- **SHORT PROBLEM 1**
Which routine in the bug report contains the suspicious-looking code?
- **SHORT PROBLEM 2**
Please rewrite the rows that follow the bug report, changing "stair railing" to "handrail" and keeping everything else the same. Leave the pictures out of your answer.

- **TEXT EXCERPT**
========================================================================

Bug #48623 Multiple subqueries are optimized incorrectly
Submitted: 9 Nov 2009 7:59 Modified: 22 Nov 2010 0:38
Reporter: Roy Lyseng Email Updates:
Status: Closed Impact on me:
None 
Category:MySQL Server: Optimizer Severity:S2 (Serious)
Version:6.0 OS:Any
Assigned to: Roy Lyseng CPU Architecture:Any
Tags: optimizer_switch, semijoin, subquery

[9 Nov 2009 7:59] Roy Lyseng
Description:
When reviewing the fix for bug#45191, I noticed some suspicious-looking code in semijoin optimization, in routine setup_semijoin_dups_elimination().
After processing a semijoin strategy, the routine looks for a new semijoin. But the increment to the next table in the JOIN object seems to be wrong, so the next subquery will not be treated properly.

The following is the explain output from the repeat case:

+----+-------------+-------+------+---------------+------+---------+------+------+--------------------------------+
| id | select_type | table | type | possible_keys | key  | key_len | ref  | rows | Extra                          |
+----+-------------+-------+------+---------------+------+---------+------+------+--------------------------------+
|  1 | PRIMARY     | w1    | ALL  | NULL          | NULL | NULL    | NULL |    5 |                                |
|  1 | PRIMARY     | w2    | ALL  | NULL          | NULL | NULL    | NULL |    5 | Using where; FirstMatch(w1)    |
|  1 | PRIMARY     | w3    | ALL  | NULL          | NULL | NULL    | NULL |    5 | Using where; Using join buffer |
+----+-------------+-------+------+---------------+------+---------+------+------+--------------------------------+
3 rows in set (1.82 sec)

========================================================================

- **GIVEN ENTRIES**
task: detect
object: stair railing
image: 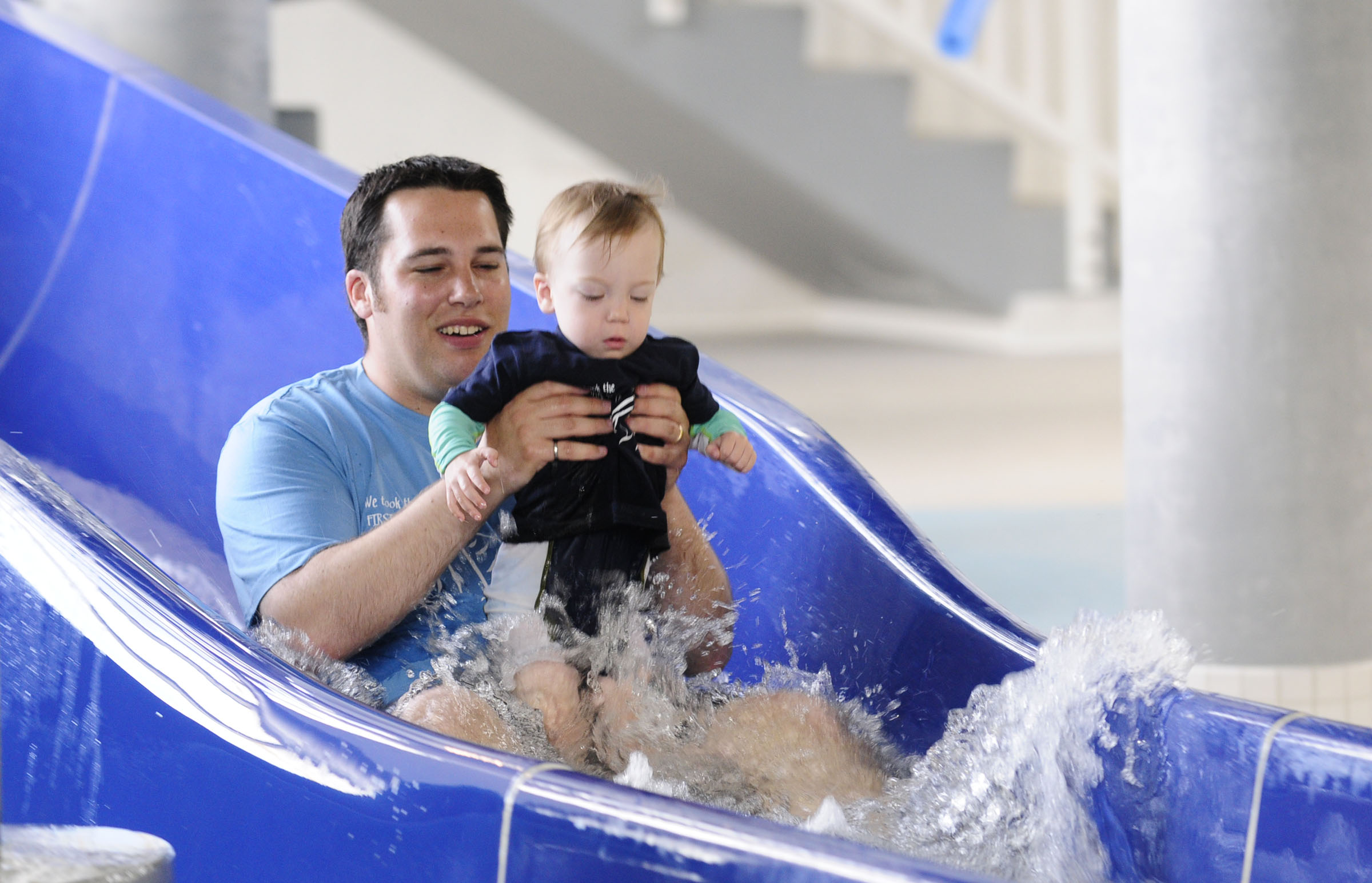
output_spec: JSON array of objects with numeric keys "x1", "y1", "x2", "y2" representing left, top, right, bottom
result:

========================================================================

- **FINAL ANSWER 1**
setup_semijoin_dups_elimination()

- **FINAL ANSWER 2**
task: detect
object: handrail
image: 
output_spec: JSON array of objects with numeric keys "x1", "y1", "x2", "y2" representing left, top, right, bottom
result:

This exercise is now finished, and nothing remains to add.